PROVIDED TEXT =
######
1 Statement of Standard
Bolton Clarke will act in the best interests of care recipients and residents who have been abused by upholding their rights and ensuring that the dignity and respect of older people accessing services is upheld at all time. There is nothing more important to Bolton Clarke than the health and safety of those we provide care and support to. Bolton Clarke has zero tolerance for care recipient and resident abuse or neglect. Bolton Clarke will:
…
Achieve a unified and consistent approach to the management of the abuse of care recipients and residents.
3.3.1 Abuse types & indicators
3.3.1.3 Psychological abuse (including social isolation) Psychological abuse is the infliction of mental stress involving actions and threats such as verbal abuse, threats, bullying, intimidation and harassment, social isolation, fear of violence, deprivation and feelings of shame and powerlessness. Examples include treating a care recipient or resident as if they are a child, engaging in emotional blackmail and preventing contact with family and friends and/or access to services and community activities, religious (spiritual) and cultural events.
######
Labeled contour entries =
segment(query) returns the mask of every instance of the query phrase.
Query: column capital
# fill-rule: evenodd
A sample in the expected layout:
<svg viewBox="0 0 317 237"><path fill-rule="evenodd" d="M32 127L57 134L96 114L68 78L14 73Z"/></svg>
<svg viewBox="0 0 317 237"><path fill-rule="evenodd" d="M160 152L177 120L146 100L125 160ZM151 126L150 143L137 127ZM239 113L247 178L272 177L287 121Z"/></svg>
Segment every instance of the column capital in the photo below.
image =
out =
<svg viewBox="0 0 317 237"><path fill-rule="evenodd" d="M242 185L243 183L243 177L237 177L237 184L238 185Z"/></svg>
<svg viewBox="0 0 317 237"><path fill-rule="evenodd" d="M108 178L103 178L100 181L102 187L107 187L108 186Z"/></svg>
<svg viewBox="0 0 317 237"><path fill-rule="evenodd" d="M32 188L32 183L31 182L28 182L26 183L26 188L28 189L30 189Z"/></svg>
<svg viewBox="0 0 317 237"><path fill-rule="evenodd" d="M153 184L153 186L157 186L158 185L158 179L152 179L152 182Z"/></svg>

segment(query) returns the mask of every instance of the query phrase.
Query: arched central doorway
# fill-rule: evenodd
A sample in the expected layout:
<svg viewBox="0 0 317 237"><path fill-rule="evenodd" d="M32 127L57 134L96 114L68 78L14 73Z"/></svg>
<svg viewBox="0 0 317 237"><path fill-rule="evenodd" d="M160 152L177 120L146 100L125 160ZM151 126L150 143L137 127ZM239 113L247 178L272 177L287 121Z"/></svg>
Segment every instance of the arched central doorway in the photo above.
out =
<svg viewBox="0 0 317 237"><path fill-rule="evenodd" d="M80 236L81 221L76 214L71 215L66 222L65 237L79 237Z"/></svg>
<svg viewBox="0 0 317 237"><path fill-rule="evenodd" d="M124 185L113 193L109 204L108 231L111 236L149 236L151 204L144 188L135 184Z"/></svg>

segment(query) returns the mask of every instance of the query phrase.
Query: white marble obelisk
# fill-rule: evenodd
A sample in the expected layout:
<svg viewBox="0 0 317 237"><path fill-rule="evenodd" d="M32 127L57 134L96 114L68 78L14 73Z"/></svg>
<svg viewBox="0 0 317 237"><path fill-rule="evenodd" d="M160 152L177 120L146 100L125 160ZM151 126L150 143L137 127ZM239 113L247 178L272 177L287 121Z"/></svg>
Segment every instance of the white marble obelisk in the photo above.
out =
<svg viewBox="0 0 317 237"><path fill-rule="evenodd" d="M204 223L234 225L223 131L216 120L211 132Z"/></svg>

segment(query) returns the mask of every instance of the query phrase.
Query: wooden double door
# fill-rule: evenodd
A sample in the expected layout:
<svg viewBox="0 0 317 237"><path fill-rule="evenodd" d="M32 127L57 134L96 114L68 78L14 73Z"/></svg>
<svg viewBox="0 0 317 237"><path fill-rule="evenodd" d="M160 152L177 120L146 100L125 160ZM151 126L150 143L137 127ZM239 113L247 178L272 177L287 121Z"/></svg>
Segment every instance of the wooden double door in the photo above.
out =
######
TASK SET =
1. Answer these about the abuse standard:
(a) What is there nothing more important to Bolton Clarke than?
(b) What does Bolton Clarke have zero tolerance for?
(c) What phrase appears in parentheses in the heading on psychological abuse?
2. Please reproduce the abuse standard word for word, between "1 Statement of" and "recipients and residents.", inclusive.
These entries have no connection to the abuse standard.

RESULTS IN ORDER =
1.
(a) The health and safety of those it provides care and support to.
(b) Care recipient and resident abuse or neglect.
(c) "including social isolation"

2.
1 Statement of Standard
Bolton Clarke will act in the best interests of care recipients and residents who have been abused by upholding their rights and ensuring that the dignity and respect of older people accessing services is upheld at all time. There is nothing more important to Bolton Clarke than the health and safety of those we provide care and support to. Bolton Clarke has zero tolerance for care recipient and resident abuse or neglect. Bolton Clarke will:
…
Achieve a unified and consistent approach to the management of the abuse of care recipients and residents.